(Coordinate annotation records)
++++++

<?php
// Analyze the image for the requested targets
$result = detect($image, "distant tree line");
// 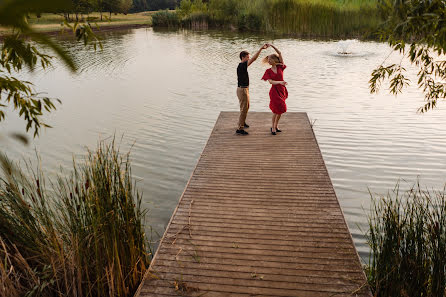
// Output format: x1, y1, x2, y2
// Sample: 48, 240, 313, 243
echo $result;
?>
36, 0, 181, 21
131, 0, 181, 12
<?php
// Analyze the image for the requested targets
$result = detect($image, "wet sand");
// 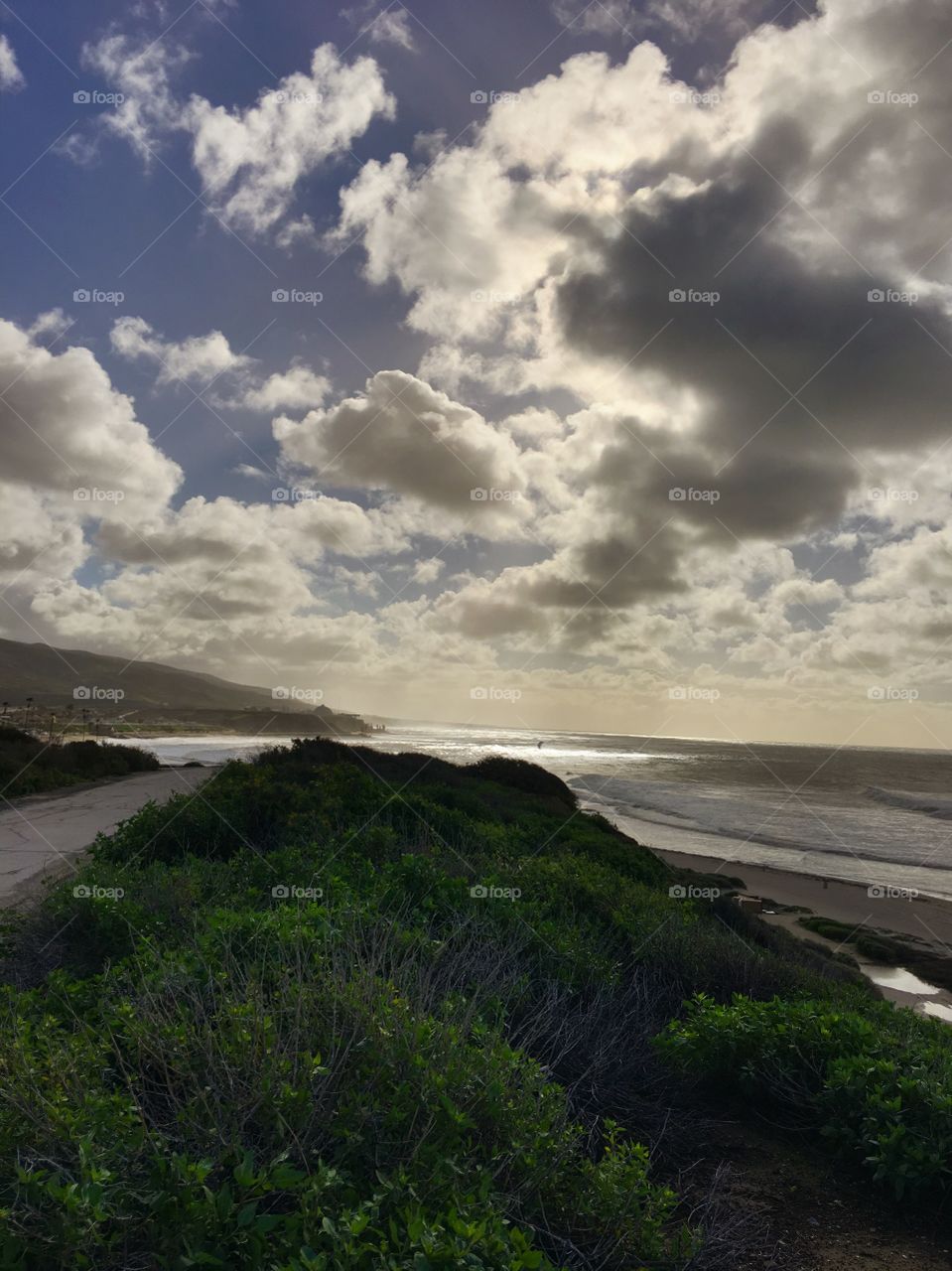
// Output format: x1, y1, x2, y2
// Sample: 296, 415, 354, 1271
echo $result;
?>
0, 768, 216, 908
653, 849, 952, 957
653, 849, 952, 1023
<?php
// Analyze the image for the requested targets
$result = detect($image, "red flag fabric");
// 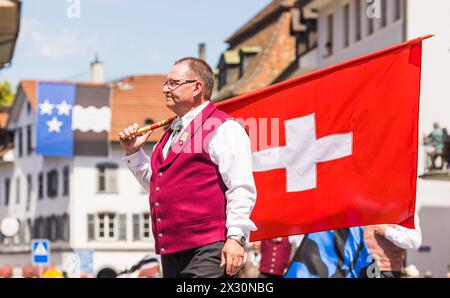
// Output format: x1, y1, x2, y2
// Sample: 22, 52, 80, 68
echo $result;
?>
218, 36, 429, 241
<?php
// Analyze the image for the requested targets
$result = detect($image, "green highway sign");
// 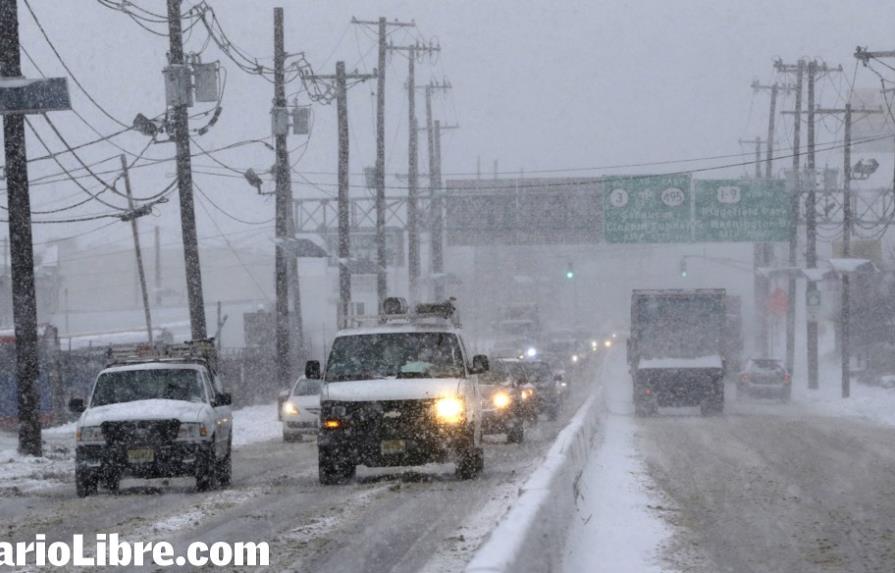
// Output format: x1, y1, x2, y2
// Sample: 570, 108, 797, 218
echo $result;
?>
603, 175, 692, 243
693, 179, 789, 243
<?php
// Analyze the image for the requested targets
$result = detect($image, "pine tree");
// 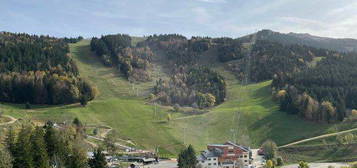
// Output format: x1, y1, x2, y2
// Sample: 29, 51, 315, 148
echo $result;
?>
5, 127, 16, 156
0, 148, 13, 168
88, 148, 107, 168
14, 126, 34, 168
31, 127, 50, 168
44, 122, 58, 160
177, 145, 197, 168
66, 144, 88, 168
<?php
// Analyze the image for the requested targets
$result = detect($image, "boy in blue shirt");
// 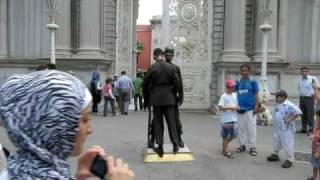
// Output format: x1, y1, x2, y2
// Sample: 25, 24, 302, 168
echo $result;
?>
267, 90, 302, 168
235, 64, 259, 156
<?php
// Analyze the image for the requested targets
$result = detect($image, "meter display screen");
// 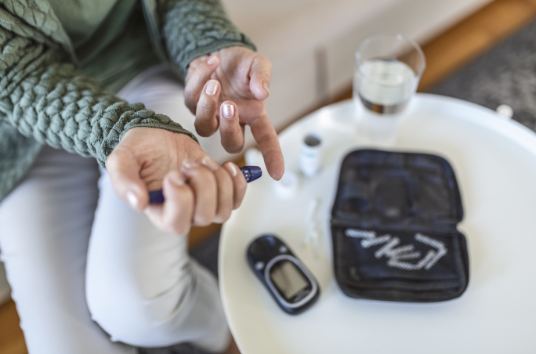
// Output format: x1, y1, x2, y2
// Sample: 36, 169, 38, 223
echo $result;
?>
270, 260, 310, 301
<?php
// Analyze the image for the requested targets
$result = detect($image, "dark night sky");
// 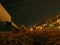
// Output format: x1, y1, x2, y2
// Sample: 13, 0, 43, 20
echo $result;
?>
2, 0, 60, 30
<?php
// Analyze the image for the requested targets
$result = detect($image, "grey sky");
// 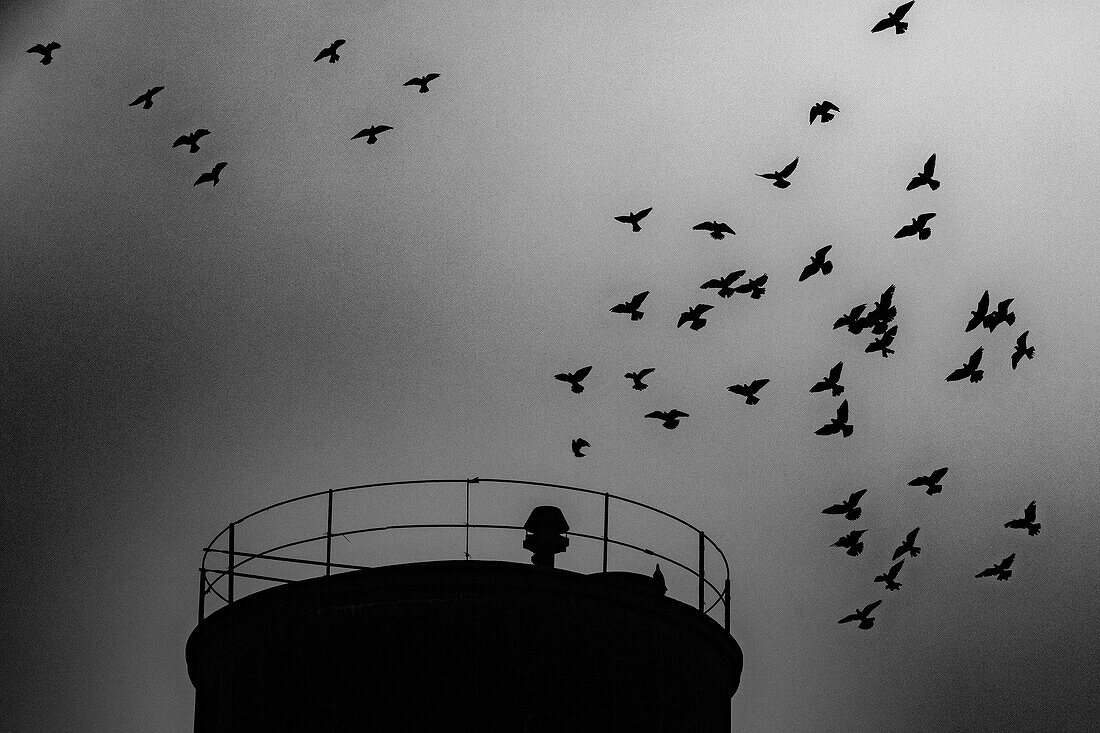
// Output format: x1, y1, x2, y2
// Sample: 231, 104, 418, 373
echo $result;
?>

++++++

## OBJECTIVE
Report every line of the records above that contains the word "tree", reproducing each such line in full.

## SOLUTION FOR THIS EXERCISE
$result = detect($image, "distant tree line");
$result = detect($image, "pine tree");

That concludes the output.